"""

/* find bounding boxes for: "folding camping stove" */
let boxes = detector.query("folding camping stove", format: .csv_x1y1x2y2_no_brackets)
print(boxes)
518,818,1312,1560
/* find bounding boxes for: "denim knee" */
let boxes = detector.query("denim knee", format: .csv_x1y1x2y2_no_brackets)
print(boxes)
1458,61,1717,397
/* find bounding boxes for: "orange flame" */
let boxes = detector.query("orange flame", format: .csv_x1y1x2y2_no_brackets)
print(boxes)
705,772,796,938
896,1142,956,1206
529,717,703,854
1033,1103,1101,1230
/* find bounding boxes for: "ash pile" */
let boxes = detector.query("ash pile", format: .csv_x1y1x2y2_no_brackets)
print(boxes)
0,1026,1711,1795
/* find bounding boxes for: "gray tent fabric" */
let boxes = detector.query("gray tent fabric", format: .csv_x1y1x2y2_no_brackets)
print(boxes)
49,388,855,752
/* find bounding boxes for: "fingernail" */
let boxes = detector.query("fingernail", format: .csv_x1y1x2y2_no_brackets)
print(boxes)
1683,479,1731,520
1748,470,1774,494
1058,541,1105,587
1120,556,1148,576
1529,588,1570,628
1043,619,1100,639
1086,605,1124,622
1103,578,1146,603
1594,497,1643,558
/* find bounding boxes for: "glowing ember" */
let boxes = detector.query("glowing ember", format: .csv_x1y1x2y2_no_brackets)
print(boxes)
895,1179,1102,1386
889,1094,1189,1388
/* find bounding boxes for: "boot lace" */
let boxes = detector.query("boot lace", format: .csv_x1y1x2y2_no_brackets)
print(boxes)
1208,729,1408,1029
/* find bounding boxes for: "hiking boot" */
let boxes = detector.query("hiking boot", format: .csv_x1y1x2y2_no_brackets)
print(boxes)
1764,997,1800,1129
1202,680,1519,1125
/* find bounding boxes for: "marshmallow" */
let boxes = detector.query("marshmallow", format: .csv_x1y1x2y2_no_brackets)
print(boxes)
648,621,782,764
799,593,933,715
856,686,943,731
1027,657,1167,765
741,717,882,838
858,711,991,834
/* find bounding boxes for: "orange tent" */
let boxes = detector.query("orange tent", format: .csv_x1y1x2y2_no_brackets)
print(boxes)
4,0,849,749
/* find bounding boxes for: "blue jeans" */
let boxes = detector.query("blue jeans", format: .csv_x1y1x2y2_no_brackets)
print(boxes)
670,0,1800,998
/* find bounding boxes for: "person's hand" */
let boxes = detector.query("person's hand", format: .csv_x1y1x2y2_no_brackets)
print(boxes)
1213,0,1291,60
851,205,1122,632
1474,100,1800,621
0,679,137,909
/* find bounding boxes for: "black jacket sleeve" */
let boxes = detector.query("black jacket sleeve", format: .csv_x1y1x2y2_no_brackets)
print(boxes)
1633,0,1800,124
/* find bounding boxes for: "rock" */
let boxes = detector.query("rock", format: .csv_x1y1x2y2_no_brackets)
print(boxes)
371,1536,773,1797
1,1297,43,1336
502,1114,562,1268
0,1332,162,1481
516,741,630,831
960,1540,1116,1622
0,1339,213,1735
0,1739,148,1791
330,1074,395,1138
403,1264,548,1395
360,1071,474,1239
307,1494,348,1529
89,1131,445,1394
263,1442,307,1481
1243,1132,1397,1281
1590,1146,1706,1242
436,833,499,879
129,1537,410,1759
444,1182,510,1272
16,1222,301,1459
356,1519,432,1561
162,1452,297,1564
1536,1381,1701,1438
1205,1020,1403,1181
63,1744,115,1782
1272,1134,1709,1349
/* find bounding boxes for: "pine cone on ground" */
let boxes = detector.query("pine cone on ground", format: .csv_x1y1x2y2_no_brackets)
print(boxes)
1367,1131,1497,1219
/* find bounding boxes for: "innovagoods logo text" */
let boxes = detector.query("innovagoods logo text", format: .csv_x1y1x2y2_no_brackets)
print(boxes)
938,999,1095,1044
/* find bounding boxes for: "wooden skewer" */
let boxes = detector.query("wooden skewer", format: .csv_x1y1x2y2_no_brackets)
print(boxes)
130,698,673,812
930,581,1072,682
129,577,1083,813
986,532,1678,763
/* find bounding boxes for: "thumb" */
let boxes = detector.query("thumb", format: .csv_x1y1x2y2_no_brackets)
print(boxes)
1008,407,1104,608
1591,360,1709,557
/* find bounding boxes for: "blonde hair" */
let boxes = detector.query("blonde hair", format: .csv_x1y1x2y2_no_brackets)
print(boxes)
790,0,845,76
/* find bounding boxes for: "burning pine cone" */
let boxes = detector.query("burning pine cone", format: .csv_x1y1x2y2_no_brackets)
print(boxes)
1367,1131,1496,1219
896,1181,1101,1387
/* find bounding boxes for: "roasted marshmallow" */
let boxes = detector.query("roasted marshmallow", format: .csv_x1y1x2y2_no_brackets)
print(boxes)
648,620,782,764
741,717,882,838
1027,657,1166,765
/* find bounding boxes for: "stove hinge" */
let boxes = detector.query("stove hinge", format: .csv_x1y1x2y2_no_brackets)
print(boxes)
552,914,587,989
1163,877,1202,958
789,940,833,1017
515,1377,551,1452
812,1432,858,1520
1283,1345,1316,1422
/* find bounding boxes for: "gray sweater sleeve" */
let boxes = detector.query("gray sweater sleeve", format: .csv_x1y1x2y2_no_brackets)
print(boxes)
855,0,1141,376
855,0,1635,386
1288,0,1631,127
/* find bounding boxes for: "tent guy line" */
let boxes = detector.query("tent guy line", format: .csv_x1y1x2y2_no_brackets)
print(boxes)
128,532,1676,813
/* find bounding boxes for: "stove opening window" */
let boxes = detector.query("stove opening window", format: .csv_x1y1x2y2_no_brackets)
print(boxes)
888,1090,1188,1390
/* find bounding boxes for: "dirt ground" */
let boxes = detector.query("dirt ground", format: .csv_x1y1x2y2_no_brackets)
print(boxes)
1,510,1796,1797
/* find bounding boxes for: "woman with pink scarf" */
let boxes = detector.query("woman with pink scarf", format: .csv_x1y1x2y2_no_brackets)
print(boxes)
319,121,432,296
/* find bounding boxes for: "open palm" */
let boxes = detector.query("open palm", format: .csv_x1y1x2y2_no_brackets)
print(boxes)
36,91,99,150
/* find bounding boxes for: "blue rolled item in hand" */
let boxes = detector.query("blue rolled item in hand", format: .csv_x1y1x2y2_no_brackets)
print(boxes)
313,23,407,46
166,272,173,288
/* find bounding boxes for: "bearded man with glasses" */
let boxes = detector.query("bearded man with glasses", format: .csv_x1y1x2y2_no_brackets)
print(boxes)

"""

# Goal of the exercise
Transcribe the full listing exactly, omitting nothing.

# Task answer
/* find bounding boxes for: "folding camping stove" */
let boxes = detector.query("folding camping stove", format: .csv_x1y1x2y2_no_brackets)
print(boxes)
518,818,1312,1560
/* find bounding boxes for: "denim knee" */
let boxes = detector.query("denim knee", format: .csv_x1y1x2y2_no_brackets)
print(boxes)
1458,61,1717,397
/* find bounding boxes for: "orange flame" */
let boxes = detector.query("orange flame", format: .csv_x1y1x2y2_no_brackets)
print(boxes)
705,772,796,938
896,1142,956,1206
529,717,703,854
1033,1103,1101,1230
/* find bounding boxes for: "ash pile" */
let boxes = detector.query("ash pile", format: .csv_x1y1x2y2_no_brackets)
print(boxes)
0,1026,1711,1795
/* find bounding boxes for: "gray tent fabric" */
let boxes = detector.query("gray tent fabric", format: .csv_x1y1x2y2_no_brackets)
print(boxes)
49,388,855,752
/* find bounding boxes for: "fingernail" */
let boxes = detector.query("fingernail", format: .csv_x1y1x2y2_no_brackets)
print(boxes)
1683,479,1731,520
1748,470,1774,494
1058,541,1105,587
1120,556,1148,576
1529,588,1570,628
1043,619,1100,639
1086,605,1124,622
1103,578,1146,603
1594,497,1643,558
/* find bounding boxes for: "glowing ember" */
let boxes = detector.query("glowing ember", format: .csv_x1y1x2y2_no_brackets)
print(boxes)
895,1179,1102,1386
889,1094,1189,1388
/* find bounding boxes for: "boot lace" */
let boxes = detector.query("boot lace", format: .csv_x1y1x2y2_no_brackets)
print(boxes)
1208,729,1408,1029
/* find bounding boxes for: "hiking boot" */
let boxes = detector.query("hiking boot", format: .csv_x1y1x2y2_no_brackets)
print(boxes)
1764,997,1800,1129
1202,680,1519,1125
/* find bounding boxes for: "marshmallow" */
let boxes = detector.query("marshmallow", format: .csv_x1y1x2y2_no_brackets)
print(boxes)
648,621,782,764
799,593,933,715
856,686,943,731
1027,657,1167,765
741,717,882,838
858,711,991,834
/* find bounding boxes for: "orange tent" */
let boxes = detector.query("orange tent", format: .csv_x1y1x2y2_no_brackets)
print(boxes)
4,0,849,749
/* find bounding boxes for: "blue jeans" */
let boxes = detector.query("blue jeans", format: .csv_x1y1x2y2_no_brackets)
print(boxes)
670,0,1800,998
/* find bounding boxes for: "person's hand" */
let boxes = detector.query("person's hand", format: .csv_x1y1x2y2_no_brackets)
print(boxes)
1213,0,1291,60
851,205,1122,632
1474,100,1800,621
0,679,137,909
/* find bounding boxes for: "black jacket sleeve" */
let boxes = detector.query("black jacket sleeve", format: .csv_x1y1x2y2_no_brackets)
print(boxes)
1633,0,1800,124
/* find bounding boxes for: "rock" */
let boxes = detector.query("rock", format: .csv_x1y1x2y2_no_brackets)
print(boxes)
371,1536,773,1797
1,1297,43,1336
502,1114,562,1268
0,1332,162,1481
516,741,630,831
960,1540,1116,1622
0,1339,213,1735
0,1739,148,1791
330,1074,395,1138
403,1264,548,1395
360,1071,474,1239
307,1494,348,1529
89,1131,445,1394
263,1442,307,1481
1243,1132,1397,1281
1590,1146,1706,1242
436,833,499,879
129,1537,410,1759
444,1182,510,1272
16,1222,301,1459
356,1519,432,1561
162,1452,297,1564
1536,1381,1701,1438
1205,1020,1403,1181
63,1744,115,1782
1272,1134,1709,1349
/* find bounding boxes for: "pine cone on ground" */
let boxes = detector.query("pine cone on ground", format: .csv_x1y1x2y2_no_brackets)
print(boxes)
1367,1131,1497,1219
/* find bounding boxes for: "innovagoods logo text" */
let boxes = detector.query("innovagoods logo text", format: .csv_x1y1x2y2_no_brackets)
print(boxes)
938,999,1095,1044
/* find bounding boxes for: "wooden skewer" */
let boxes = detector.query("wooden skewer", format: .csv_x1y1x2y2_no_brackets)
print(boxes)
130,698,673,812
930,581,1072,682
129,577,1083,813
986,532,1678,763
/* find bounding boxes for: "thumb" */
let boxes = detector.query("thumb", format: .csv_x1y1x2y2_no_brackets)
print(boxes)
1008,407,1104,608
1591,360,1709,557
/* find bounding boxes for: "blonde hair" */
let boxes = detector.query("blonde hair", format: .csv_x1y1x2y2_no_brackets)
print(boxes)
790,0,845,76
/* find bounding boxes for: "burning pine cone" */
let boxes = detector.query("burning pine cone", format: .csv_x1y1x2y2_no_brackets)
print(boxes)
1367,1131,1496,1219
896,1181,1101,1387
/* find bounding boxes for: "roasted marshmallow" */
let boxes = detector.query("roasted marshmallow", format: .csv_x1y1x2y2_no_brackets)
print(boxes)
648,620,782,764
741,717,882,838
1027,657,1166,765
/* find bounding boxes for: "stove hinge" */
let boxes = detector.query("stove hinge", format: .csv_x1y1x2y2_no_brackets)
print(boxes)
552,914,587,989
1163,877,1202,958
789,940,833,1017
515,1377,551,1452
812,1432,858,1520
1283,1345,1316,1422
/* find bounding boxes for: "gray sweater sleeve" */
let boxes = detector.query("gray sweater sleeve", format: .csv_x1y1x2y2_no_brackets)
print(boxes)
855,0,1141,376
855,0,1635,386
1288,0,1631,127
/* find bounding boxes for: "tent guy line" */
let boxes = detector.query("tent guy line", format: .csv_x1y1x2y2_no_brackets)
print(boxes)
128,532,1676,813
/* find bounding boxes for: "stove opening window" */
let boxes = detector.query("stove opening window", format: .csv_x1y1x2y2_no_brackets)
print(boxes)
888,1090,1188,1390
/* find bounding boxes for: "dirt ground" */
let boxes = detector.query("dirt ground", format: .csv_x1y1x2y2_no_brackets)
print(boxes)
1,510,1796,1797
/* find bounding boxes for: "woman with pink scarf" */
let boxes = detector.query("woman with pink scarf", format: .csv_x1y1x2y2_no_brackets)
print(boxes)
319,121,432,296
/* find bounding boxes for: "open palm" */
let boxes = detector.query("open palm", format: .csv_x1y1x2y2_no_brackets)
print(boxes)
36,91,99,150
/* find bounding boxes for: "blue rolled item in hand" */
let boxes = detector.query("blue rolled item in hand", format: .csv_x1y1x2y2_no_brackets)
print(boxes)
313,23,407,46
166,272,173,288
/* find bounding boxes for: "bearded man with glasses" */
let boxes = detector.query("bearded man with glasses", format: .csv_x1y1x2y2_no_brackets)
print(boxes)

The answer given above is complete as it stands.